(Rows drawn from a dataset)

= = = = = = =

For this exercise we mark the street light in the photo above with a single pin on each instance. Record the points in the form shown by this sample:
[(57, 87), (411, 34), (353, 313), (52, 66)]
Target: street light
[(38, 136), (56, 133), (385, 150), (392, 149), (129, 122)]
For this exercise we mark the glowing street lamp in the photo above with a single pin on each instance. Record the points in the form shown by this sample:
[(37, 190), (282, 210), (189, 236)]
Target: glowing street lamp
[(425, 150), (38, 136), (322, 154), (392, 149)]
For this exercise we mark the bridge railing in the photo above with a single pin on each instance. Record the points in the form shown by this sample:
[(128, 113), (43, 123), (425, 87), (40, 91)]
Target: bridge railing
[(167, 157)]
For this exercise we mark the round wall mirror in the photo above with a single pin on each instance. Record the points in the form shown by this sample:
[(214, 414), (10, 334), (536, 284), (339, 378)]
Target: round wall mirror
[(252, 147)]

= = = = = = =

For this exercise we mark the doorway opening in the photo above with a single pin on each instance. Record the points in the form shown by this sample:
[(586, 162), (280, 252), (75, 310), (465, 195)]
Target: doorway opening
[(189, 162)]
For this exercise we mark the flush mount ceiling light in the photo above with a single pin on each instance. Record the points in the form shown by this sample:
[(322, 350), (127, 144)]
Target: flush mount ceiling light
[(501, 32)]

= = = = = = =

To be done
Pull out each line of the data above that contains the string "mount".

Solution to this task
For this exercise we mark the flush mount ceiling light in the photo above with a single pin on each instance. Record the points in the form shown by this sample:
Target: flush mount ceiling light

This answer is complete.